§ TASK REQUIREMENTS: Convert the lines of the items below, from the line containing "Q: Where is a point on each instance of the concrete" through the last line, into a JSON list of strings with one string per line and no blank lines.

§ DATA SECTION:
+--

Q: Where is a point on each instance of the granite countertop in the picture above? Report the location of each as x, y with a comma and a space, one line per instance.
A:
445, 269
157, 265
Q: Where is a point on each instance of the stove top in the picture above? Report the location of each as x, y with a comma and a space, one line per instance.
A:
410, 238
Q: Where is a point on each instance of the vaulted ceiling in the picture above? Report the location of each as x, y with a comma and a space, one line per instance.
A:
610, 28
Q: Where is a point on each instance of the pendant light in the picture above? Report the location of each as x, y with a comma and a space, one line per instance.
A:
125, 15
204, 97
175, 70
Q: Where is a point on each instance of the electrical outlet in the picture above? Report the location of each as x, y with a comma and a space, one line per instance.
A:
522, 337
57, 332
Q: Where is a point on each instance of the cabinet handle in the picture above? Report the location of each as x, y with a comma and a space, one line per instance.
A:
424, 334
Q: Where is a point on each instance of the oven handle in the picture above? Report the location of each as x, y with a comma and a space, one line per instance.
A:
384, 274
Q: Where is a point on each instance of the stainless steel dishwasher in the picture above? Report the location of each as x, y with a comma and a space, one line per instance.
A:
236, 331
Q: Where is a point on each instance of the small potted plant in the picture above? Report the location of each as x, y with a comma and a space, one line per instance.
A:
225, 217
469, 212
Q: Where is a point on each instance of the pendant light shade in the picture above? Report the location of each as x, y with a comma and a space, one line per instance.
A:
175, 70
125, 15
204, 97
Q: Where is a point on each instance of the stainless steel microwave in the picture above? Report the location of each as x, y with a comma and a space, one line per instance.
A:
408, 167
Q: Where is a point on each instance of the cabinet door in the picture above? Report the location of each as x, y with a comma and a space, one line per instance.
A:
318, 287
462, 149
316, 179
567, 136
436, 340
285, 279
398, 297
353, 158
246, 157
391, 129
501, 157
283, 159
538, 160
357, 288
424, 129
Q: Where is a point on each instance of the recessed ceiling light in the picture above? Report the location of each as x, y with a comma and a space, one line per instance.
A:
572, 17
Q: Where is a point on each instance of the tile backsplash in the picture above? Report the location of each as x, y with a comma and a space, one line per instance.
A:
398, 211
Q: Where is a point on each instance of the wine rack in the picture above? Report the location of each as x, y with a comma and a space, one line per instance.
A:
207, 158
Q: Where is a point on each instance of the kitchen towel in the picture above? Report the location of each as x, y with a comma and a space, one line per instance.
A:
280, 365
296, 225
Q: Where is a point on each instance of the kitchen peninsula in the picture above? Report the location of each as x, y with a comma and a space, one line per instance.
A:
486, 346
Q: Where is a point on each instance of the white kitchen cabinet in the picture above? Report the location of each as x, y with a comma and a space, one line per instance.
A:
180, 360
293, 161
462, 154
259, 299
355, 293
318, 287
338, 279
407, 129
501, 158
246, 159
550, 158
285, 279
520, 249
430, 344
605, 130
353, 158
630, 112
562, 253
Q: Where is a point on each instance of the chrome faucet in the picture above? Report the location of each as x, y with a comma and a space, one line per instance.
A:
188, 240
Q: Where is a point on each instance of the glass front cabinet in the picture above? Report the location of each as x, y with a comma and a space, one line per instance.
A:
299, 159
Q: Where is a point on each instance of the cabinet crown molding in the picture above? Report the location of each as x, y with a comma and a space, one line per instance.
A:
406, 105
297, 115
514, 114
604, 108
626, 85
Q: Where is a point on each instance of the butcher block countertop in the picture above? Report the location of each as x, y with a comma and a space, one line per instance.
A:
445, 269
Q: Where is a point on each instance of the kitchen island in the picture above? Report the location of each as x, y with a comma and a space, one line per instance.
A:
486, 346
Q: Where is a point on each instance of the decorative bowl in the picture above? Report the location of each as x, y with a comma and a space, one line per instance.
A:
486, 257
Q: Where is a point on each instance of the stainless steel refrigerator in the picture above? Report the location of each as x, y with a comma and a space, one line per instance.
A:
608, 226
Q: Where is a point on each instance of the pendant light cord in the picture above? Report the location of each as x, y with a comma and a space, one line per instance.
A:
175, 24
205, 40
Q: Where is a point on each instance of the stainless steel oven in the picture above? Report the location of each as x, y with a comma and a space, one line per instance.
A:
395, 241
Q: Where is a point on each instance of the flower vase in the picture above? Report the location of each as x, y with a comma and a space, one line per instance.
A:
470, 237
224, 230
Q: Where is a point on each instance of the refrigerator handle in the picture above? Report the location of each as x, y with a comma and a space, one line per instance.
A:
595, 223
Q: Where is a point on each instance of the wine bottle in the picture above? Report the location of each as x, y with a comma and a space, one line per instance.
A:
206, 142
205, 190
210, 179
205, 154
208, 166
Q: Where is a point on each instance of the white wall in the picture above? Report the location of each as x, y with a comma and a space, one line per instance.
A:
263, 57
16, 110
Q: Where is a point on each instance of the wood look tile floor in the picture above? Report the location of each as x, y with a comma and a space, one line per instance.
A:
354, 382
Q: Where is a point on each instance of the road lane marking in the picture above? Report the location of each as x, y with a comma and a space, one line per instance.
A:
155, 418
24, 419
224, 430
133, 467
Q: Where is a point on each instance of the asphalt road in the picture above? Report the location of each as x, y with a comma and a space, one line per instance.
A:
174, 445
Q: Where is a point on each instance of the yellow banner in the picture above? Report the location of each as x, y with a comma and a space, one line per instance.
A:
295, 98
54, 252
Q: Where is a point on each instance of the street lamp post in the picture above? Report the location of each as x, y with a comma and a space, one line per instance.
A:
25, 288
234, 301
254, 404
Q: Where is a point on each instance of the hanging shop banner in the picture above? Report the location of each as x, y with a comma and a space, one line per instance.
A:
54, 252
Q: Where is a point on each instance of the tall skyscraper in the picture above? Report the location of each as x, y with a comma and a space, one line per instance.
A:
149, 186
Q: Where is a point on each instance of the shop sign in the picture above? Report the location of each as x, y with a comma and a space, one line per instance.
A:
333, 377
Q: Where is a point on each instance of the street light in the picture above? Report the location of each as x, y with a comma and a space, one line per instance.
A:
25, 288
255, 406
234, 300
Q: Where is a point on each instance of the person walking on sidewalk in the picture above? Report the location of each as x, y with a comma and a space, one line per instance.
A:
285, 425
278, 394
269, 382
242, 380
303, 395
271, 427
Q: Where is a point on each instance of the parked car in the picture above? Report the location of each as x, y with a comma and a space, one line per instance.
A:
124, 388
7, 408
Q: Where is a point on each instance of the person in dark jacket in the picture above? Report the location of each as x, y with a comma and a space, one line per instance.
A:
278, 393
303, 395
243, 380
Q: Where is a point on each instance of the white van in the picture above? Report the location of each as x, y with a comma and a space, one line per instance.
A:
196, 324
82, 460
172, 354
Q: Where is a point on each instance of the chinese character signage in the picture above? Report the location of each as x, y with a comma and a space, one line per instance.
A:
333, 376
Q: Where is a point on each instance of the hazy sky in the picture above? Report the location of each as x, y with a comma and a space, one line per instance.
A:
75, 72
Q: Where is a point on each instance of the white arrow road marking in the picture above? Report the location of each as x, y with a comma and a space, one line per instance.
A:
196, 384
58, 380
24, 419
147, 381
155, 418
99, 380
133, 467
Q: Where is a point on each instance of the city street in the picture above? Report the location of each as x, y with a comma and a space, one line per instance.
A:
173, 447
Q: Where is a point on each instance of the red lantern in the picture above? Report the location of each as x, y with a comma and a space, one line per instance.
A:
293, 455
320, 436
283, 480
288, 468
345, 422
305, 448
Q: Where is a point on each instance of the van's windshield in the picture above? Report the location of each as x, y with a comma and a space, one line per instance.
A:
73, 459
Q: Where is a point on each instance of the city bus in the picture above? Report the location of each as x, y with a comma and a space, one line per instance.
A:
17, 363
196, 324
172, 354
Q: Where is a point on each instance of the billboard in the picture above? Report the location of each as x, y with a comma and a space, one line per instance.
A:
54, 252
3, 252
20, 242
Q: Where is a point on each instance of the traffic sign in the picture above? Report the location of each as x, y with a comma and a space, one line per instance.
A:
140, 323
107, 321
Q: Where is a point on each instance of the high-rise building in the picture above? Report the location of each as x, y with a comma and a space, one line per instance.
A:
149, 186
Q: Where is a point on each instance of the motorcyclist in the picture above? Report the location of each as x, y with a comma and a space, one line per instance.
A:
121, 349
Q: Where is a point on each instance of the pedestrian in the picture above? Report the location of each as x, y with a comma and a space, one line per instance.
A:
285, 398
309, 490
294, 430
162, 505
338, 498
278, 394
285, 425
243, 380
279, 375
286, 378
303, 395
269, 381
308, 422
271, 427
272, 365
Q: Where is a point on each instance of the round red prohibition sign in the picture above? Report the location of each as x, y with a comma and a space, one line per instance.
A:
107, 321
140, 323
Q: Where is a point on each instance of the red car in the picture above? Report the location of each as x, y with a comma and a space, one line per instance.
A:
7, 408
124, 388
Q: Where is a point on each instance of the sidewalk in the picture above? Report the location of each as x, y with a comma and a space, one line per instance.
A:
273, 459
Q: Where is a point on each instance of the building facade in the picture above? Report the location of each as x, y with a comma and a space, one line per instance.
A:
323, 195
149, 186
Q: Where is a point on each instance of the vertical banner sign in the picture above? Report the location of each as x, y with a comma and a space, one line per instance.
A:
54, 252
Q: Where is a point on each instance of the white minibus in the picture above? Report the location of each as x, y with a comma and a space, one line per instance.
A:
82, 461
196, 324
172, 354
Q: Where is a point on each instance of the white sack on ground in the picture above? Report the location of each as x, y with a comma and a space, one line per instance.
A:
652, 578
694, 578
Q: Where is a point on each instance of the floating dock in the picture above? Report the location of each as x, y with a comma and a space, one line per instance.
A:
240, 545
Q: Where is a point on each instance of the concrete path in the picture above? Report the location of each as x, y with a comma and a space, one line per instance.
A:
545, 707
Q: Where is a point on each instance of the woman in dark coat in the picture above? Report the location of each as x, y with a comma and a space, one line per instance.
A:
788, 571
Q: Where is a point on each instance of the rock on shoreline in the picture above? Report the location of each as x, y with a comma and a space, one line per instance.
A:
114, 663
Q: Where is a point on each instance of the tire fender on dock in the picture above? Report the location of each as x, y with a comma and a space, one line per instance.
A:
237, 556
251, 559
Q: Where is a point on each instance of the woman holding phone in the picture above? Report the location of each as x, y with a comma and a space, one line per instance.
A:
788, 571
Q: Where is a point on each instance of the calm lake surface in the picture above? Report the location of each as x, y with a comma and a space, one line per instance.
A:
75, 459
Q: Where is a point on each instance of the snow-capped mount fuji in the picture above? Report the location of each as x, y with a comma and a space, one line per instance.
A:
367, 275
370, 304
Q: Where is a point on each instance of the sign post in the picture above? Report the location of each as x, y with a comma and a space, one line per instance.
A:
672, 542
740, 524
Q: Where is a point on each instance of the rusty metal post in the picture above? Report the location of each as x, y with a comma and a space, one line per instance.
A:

+--

§ THE RESPONSE:
[
  "Q: Where is a point on each instance of the concrete path in the picture above? Report the location of each as x, y with a comma and a space, one line per instance.",
  "A:",
  "545, 707",
  "Q: Where is a point on each instance of the woman in dark coat in the picture above? Report the location of each as x, y with a comma and a space, one line per instance.",
  "A:",
  "788, 571",
  "Q: Where is a point on each instance of the rock on shoreline in the picture above? Report the location of each as x, y with a comma and a space, one line per instance.",
  "A:",
  "114, 663",
  "Q: Where is a point on each instance of the tire fender on dock in the picture above? Report the location of each as x, y with a comma and a space, one line per instance.",
  "A:",
  "237, 556",
  "251, 559",
  "Q: Where is a point on each instance of the woman holding phone in the picture above? Report the location of each as x, y with a comma and a space, one line per instance.",
  "A:",
  "788, 571",
  "Q: Where is a point on each instance of the calm lake surface in the picture above? Report the location of each as x, y with a comma and a space, one line per instance.",
  "A:",
  "75, 459",
  "Q: Where is a point on each instance of the snow-capped mount fuji in the picture above? Report the location of each as x, y with a comma and a space, one line per instance.",
  "A:",
  "367, 275",
  "370, 304",
  "Q: Where is a point on each instance of the sign post in the picture above? Report the location of each as x, y with a comma and a space, one line per instance.",
  "A:",
  "672, 542",
  "740, 524",
  "Q: Where is a point on each instance of the rusty metal post in the picture above? Report the location of each as x, y with a comma and a space, one line per instance.",
  "A:"
]